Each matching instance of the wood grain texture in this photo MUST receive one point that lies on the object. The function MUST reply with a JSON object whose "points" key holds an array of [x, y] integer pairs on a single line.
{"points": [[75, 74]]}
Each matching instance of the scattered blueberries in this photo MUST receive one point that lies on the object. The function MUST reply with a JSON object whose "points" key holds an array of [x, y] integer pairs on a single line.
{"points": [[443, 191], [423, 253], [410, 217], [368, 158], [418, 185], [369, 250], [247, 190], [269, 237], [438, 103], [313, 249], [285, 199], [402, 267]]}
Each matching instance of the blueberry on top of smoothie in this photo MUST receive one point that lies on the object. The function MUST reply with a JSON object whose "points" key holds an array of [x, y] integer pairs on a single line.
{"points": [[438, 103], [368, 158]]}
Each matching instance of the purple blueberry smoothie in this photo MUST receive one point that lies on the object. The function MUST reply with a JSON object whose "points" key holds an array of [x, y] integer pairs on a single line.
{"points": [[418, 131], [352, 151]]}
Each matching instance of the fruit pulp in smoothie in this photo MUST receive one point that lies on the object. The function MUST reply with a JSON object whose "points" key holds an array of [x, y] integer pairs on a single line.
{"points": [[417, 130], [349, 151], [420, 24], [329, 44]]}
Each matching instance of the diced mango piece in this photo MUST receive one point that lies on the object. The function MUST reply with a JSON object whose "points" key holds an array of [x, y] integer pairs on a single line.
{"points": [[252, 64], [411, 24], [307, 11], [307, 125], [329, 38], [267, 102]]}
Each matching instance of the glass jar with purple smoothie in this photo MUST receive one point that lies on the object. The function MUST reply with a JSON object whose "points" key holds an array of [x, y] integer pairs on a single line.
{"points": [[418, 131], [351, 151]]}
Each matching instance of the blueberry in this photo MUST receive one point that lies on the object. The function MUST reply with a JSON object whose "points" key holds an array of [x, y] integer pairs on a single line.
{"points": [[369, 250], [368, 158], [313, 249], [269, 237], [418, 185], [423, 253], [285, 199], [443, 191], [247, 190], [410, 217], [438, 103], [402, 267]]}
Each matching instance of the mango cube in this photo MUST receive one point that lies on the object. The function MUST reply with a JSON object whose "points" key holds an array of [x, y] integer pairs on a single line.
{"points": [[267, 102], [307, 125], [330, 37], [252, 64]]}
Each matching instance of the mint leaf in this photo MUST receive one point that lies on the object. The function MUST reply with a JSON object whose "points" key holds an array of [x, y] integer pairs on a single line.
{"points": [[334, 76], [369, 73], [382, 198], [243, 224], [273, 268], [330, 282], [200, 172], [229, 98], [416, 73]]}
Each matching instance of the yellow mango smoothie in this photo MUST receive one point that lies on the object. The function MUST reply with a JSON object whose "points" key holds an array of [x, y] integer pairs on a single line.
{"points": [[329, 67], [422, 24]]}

——

- _What is being asked_: Render the records above as a numbered list without blank lines, starting at the line containing "Each matching instance of the mango" and running through the end of the records.

- _Problem solution_:
1. Each matching instance of the mango cube in this photo MUST receive one point that lies on the object. The function MUST reply with a JSON object whose "points" key holds an array of [x, y] integer pairs on a single line.
2. {"points": [[267, 102], [307, 125], [330, 37], [252, 64]]}
3. Each matching instance of the mint leaf in this photo MUST receive one point that lies on the object. The function MUST reply with a JSON object whose "points" key holds an array of [x, y] integer pairs on a single line.
4. {"points": [[334, 76], [369, 73], [382, 198], [243, 224], [273, 268], [330, 282], [200, 172], [229, 98], [416, 73]]}
5. Each matching instance of the yellow mango smoothie in this photo MUST receive one point that lies on the object. The function MUST reply with a JSON object whose "points" key holds an array of [x, y] integer pairs on a single line.
6. {"points": [[329, 67], [422, 24]]}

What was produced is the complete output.